Pick out every line in the rows below that contains the word "drum", matching case exactly, and copy each such line.

Data to use |
_ _ _ _ _ _ _

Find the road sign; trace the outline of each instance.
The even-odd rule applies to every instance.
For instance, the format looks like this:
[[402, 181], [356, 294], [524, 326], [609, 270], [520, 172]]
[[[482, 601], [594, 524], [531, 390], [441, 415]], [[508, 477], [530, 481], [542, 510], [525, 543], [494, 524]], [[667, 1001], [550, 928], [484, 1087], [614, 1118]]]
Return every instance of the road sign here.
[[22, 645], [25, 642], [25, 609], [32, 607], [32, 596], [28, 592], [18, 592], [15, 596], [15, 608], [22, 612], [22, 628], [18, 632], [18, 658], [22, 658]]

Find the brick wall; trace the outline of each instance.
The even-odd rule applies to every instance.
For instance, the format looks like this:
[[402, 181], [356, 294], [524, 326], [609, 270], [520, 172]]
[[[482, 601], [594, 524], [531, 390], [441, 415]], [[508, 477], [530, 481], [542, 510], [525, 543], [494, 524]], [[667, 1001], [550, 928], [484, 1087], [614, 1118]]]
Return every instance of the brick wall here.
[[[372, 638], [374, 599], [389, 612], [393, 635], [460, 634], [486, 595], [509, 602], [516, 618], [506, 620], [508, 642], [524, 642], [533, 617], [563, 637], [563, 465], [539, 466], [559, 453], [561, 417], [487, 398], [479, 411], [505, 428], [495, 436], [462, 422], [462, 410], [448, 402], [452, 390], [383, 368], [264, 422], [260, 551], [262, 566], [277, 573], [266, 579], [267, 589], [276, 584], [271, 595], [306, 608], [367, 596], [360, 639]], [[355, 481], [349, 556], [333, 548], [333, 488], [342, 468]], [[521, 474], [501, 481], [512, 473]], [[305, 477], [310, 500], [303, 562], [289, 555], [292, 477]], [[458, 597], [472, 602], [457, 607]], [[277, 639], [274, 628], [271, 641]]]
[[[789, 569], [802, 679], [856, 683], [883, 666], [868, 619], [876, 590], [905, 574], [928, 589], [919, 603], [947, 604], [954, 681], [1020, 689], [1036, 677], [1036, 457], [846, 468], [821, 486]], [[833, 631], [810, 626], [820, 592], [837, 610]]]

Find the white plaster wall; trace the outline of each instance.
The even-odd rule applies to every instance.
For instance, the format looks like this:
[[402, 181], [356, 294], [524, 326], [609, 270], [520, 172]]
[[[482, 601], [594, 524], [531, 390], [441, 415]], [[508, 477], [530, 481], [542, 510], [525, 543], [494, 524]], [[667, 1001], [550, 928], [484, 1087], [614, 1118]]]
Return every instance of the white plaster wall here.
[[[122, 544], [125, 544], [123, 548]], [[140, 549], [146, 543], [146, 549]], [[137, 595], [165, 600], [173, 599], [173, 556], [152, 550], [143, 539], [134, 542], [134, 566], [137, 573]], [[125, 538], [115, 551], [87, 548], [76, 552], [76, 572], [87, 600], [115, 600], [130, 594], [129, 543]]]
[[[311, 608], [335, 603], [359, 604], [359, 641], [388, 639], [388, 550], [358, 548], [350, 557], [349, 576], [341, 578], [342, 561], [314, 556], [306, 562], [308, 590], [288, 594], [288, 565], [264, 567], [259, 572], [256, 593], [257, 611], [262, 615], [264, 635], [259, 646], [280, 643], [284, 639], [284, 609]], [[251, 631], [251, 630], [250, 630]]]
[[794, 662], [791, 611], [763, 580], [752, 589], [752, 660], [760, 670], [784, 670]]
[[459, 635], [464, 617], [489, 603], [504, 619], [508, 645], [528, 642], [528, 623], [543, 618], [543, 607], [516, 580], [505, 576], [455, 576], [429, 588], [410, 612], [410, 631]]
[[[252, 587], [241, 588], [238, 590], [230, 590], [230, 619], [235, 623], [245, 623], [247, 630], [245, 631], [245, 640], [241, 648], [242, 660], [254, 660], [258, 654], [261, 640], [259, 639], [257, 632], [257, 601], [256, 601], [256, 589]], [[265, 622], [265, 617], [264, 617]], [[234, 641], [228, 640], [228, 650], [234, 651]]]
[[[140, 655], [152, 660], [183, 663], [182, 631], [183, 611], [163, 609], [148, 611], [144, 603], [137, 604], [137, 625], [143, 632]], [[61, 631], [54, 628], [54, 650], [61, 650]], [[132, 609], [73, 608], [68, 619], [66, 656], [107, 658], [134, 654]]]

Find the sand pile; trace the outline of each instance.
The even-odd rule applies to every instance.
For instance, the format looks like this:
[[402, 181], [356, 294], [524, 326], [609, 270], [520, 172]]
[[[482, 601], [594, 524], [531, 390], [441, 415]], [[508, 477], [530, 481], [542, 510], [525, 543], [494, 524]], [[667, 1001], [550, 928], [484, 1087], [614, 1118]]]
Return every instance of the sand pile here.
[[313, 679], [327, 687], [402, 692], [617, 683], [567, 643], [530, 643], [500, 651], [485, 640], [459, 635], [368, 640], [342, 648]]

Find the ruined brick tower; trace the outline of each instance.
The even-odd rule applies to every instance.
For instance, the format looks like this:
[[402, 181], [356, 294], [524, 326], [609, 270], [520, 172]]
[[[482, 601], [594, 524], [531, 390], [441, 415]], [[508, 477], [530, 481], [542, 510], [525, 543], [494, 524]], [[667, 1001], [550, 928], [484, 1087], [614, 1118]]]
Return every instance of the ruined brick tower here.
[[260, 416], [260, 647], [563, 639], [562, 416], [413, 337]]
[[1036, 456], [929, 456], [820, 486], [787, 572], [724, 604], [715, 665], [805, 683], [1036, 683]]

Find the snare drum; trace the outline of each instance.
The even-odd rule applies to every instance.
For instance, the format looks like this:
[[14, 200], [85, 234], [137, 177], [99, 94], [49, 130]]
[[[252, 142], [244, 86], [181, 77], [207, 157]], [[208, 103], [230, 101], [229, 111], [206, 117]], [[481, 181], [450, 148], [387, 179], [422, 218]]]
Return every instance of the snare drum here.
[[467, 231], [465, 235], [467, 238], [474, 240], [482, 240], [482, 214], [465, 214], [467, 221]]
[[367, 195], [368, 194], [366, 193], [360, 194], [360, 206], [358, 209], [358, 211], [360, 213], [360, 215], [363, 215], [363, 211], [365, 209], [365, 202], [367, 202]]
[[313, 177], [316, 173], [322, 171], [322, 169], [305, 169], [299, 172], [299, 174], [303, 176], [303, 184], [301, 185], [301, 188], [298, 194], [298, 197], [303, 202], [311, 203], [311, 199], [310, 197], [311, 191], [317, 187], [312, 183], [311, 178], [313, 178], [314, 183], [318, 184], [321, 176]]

_ _ _ _ _ _ _

Complete answer |
Find the snare drum; trace the outline of each instance.
Return every instance of the snare drum here.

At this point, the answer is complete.